EXERCISE PROMPT.
Each record is to be given again without alteration.

Stored data.

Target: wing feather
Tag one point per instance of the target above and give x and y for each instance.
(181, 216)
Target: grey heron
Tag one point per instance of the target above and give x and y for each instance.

RESULT OF THIS EXERCISE.
Target: wing feather
Tag one point per instance of the target above and give x and y for each instance.
(181, 216)
Target: grey heron
Tag one point per instance of the target above and give x and y for each instance.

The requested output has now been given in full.